DIRECTION =>
Copy the rows below unchanged except for one edit: replace every "Put a point there" with "Mark a point there".

DATASET EXTRACT =>
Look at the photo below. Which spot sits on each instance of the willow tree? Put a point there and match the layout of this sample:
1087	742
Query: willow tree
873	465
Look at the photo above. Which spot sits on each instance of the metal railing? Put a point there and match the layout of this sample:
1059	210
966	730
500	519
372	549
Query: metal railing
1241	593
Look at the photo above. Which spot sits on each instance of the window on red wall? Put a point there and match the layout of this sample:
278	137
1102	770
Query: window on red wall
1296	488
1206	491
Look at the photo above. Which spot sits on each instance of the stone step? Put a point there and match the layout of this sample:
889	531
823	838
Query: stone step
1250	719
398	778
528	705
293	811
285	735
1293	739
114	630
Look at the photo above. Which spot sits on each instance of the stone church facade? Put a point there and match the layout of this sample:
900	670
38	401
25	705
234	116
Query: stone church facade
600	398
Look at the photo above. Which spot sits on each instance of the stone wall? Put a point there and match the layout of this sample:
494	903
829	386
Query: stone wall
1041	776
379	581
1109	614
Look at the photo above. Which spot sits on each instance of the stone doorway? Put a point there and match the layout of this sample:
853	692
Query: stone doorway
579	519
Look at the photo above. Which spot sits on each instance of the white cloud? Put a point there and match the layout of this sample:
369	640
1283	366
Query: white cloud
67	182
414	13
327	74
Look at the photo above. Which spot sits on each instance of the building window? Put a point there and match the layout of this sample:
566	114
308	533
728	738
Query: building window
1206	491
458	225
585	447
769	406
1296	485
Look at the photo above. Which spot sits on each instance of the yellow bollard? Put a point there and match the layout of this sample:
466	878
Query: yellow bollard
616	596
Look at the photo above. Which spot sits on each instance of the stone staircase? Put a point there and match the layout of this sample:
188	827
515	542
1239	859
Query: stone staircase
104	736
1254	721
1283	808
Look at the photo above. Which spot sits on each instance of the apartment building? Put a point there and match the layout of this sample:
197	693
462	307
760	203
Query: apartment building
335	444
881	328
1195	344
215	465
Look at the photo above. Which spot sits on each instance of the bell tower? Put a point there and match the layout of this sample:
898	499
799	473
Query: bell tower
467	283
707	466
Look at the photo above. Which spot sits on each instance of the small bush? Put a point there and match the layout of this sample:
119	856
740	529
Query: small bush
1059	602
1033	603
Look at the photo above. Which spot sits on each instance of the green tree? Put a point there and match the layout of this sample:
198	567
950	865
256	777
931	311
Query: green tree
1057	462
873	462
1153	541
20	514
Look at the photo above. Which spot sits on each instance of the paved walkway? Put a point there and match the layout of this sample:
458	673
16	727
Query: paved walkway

PROBLEM SOLUTION =>
Look at the photo below. Which spot sits on each instance of the willow tree? Mark a point there and match the layout of this sample:
1087	742
Query: willow tree
873	465
Look at the photo above. Which spot sits on each instance of the metal railing? Mark a point there and match the layout of this sample:
1059	210
966	730
500	519
372	549
Query: metal railing
1241	593
Look at the photo above. Which spot sits on each instance of the window on red wall? Mark a point there and match the layout of this sample:
278	137
1102	770
Query: window on red wall
1296	488
1206	491
Look at the photo above. Which spot sits on each instance of the stone step? Mark a point there and match the layout of this sample:
889	531
823	838
Query: stone step
1250	719
398	778
528	705
293	811
285	735
1293	739
114	630
Look at the photo above. Which spot sits on each instance of the stone church facade? Mark a point there and match the layout of this sample:
900	670
38	401
25	705
234	116
Query: stone church facade
600	398
Look at the photo above. Which spot sits on each instance of the stone wall? Mark a point there and match the layout of this sample:
494	903
829	386
Query: stone wall
1041	776
379	581
1109	614
Look at the photo above. Which spot sits on each instance of the stone doorway? Mark a point there and match the layout of this sample:
853	692
Query: stone doorway
579	519
Look at the photo above. Which spot sits on each instance of the white cloud? Mark a point there and match the layout of this sample:
369	640
1283	366
Query: white cloud
67	182
414	13
327	74
Look at the photo above. Which spot sits on each instance of the building window? Mark a point there and match the layout of this sample:
566	114
308	533
728	738
Query: building window
1206	491
458	225
585	447
769	406
1296	485
Look at the photo above. Which spot sits on each instance of the yellow bollard? Mark a point there and match the layout of this sample:
466	878
Query: yellow bollard
616	596
Look at the photo above. Which spot sits on each instance of the stone staircase? Mark a point there and match the layout of this sample:
188	827
515	542
1239	859
Query: stone staircase
104	736
1254	721
1283	808
Look at the photo above. Which spot sits on each instance of the apartment building? Mark a point there and match the layout of this sample:
197	693
462	307
760	203
Query: apartment building
335	444
881	328
1195	344
215	465
Look at the photo above. Which spot sits on each instance of the bell tower? Mark a point there and match the layout of this sample:
898	499
799	473
Query: bell tower
467	283
707	466
Look at the photo above. Which spot sits on each instance of the small bush? Mark a point there and match the layout of this sample:
119	856
740	529
Query: small bush
1059	602
1033	603
Look at the photo above. Which spot sits on each instance of the green tree? Mark a point there and match the layout of this sample:
198	567
950	865
256	777
931	311
Query: green tree
1057	462
873	462
1153	541
20	514
Look at the photo above. Which spot sits on each instance of the paved walkway? Mark a point there and match the layout of this sample:
458	673
16	727
Query: paved walkway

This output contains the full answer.